WORK TO BE COMPLETED:
Reproduce every one of the rows below verbatim.

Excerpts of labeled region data
= = =

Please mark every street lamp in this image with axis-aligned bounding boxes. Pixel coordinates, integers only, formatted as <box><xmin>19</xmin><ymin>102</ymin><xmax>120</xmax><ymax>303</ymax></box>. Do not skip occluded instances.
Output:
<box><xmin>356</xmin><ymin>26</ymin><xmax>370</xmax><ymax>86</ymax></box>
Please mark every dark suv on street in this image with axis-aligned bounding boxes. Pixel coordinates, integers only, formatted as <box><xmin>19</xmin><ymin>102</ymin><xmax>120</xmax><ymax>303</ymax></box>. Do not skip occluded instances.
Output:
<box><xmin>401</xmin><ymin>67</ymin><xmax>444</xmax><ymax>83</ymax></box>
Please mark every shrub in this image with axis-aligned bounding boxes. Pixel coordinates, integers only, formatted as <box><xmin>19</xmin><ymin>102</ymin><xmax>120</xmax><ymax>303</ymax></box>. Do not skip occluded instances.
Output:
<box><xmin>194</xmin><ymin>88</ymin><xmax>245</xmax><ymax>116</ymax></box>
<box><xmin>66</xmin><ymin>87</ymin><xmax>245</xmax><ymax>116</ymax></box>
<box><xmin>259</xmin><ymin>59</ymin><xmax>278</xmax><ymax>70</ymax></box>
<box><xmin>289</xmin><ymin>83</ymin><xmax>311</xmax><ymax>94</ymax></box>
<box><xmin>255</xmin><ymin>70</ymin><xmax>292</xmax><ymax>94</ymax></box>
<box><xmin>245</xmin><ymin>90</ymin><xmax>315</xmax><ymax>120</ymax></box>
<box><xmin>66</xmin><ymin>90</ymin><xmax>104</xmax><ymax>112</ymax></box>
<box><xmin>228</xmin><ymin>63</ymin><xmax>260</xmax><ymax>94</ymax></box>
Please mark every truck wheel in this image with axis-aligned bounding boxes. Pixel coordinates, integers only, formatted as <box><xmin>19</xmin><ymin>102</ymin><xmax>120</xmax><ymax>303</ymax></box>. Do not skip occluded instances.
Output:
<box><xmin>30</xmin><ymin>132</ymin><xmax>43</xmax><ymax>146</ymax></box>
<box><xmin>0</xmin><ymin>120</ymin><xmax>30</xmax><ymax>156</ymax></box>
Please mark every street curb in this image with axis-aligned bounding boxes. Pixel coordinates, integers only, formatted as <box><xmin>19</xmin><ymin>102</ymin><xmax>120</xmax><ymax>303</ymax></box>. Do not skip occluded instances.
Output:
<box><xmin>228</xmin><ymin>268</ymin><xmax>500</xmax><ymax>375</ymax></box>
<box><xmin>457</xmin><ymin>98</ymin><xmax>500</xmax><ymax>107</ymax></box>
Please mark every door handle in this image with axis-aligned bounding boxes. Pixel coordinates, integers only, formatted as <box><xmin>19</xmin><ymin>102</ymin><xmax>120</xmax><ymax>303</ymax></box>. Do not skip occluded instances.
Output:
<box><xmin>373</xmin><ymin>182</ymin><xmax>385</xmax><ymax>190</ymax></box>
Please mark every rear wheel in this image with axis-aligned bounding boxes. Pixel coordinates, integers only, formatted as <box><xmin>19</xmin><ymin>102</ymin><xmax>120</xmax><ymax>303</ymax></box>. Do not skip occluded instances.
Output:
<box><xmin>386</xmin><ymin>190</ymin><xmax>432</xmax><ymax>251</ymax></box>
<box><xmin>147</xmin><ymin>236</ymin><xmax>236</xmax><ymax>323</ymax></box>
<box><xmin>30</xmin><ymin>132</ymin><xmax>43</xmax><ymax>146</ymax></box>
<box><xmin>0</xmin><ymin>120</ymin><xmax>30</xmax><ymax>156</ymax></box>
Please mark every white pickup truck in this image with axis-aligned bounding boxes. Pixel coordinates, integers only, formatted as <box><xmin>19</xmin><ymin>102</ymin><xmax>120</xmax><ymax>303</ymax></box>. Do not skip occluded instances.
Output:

= = =

THE REPLY:
Please mark every street lamp in this image with axis-aligned bounding boxes. Pixel coordinates, integers only, formatted as <box><xmin>19</xmin><ymin>102</ymin><xmax>120</xmax><ymax>303</ymax></box>. Do not skip occluded instances.
Output:
<box><xmin>356</xmin><ymin>26</ymin><xmax>370</xmax><ymax>86</ymax></box>
Please mark every dark suv on street in this image with axis-aligned bounding boxes. Pixel coordinates, integers only, formatted as <box><xmin>19</xmin><ymin>102</ymin><xmax>120</xmax><ymax>303</ymax></box>. Do not skip occluded instances.
Output:
<box><xmin>401</xmin><ymin>67</ymin><xmax>444</xmax><ymax>83</ymax></box>
Please mark every shrub in this image with axis-aligned bounding boxes. Pixel coordinates, integers only, formatted as <box><xmin>19</xmin><ymin>102</ymin><xmax>120</xmax><ymax>303</ymax></box>. Do not skip occluded instances.
Output:
<box><xmin>194</xmin><ymin>88</ymin><xmax>245</xmax><ymax>116</ymax></box>
<box><xmin>66</xmin><ymin>87</ymin><xmax>245</xmax><ymax>116</ymax></box>
<box><xmin>259</xmin><ymin>59</ymin><xmax>278</xmax><ymax>70</ymax></box>
<box><xmin>289</xmin><ymin>83</ymin><xmax>311</xmax><ymax>94</ymax></box>
<box><xmin>255</xmin><ymin>70</ymin><xmax>292</xmax><ymax>94</ymax></box>
<box><xmin>245</xmin><ymin>90</ymin><xmax>315</xmax><ymax>120</ymax></box>
<box><xmin>66</xmin><ymin>90</ymin><xmax>104</xmax><ymax>112</ymax></box>
<box><xmin>228</xmin><ymin>63</ymin><xmax>260</xmax><ymax>94</ymax></box>
Please mark every truck wheel in this image with axis-aligned bounding boxes. Pixel coordinates, integers only, formatted as <box><xmin>19</xmin><ymin>102</ymin><xmax>120</xmax><ymax>303</ymax></box>. Do not skip occluded instances.
Output:
<box><xmin>30</xmin><ymin>132</ymin><xmax>43</xmax><ymax>146</ymax></box>
<box><xmin>0</xmin><ymin>120</ymin><xmax>30</xmax><ymax>156</ymax></box>
Please mark every street curb in this image with axis-aligned bounding boxes. Pixel coordinates, integers only, formatted as <box><xmin>19</xmin><ymin>102</ymin><xmax>120</xmax><ymax>303</ymax></box>. Do not skip occluded instances.
Output:
<box><xmin>228</xmin><ymin>268</ymin><xmax>500</xmax><ymax>375</ymax></box>
<box><xmin>457</xmin><ymin>98</ymin><xmax>500</xmax><ymax>107</ymax></box>
Please mark every door handle in this image with axis-aligned bounding boxes. Pixel coordinates, integers only, formatted as <box><xmin>19</xmin><ymin>102</ymin><xmax>120</xmax><ymax>303</ymax></box>. Do not skip occluded instances.
Output:
<box><xmin>373</xmin><ymin>182</ymin><xmax>385</xmax><ymax>190</ymax></box>
Please mark every rear wheel in this image with axis-aligned bounding boxes. Pixel coordinates, integers only, formatted as <box><xmin>19</xmin><ymin>102</ymin><xmax>120</xmax><ymax>303</ymax></box>. Do not skip occluded instances.
Output:
<box><xmin>386</xmin><ymin>190</ymin><xmax>432</xmax><ymax>251</ymax></box>
<box><xmin>147</xmin><ymin>236</ymin><xmax>236</xmax><ymax>323</ymax></box>
<box><xmin>30</xmin><ymin>132</ymin><xmax>43</xmax><ymax>146</ymax></box>
<box><xmin>0</xmin><ymin>120</ymin><xmax>30</xmax><ymax>156</ymax></box>
Please mark every white pickup truck in this image with axis-aligned bounding boxes. Pixel coordinates, integers only, formatted as <box><xmin>19</xmin><ymin>102</ymin><xmax>120</xmax><ymax>303</ymax></box>. Do not skip occluded instances.
Output:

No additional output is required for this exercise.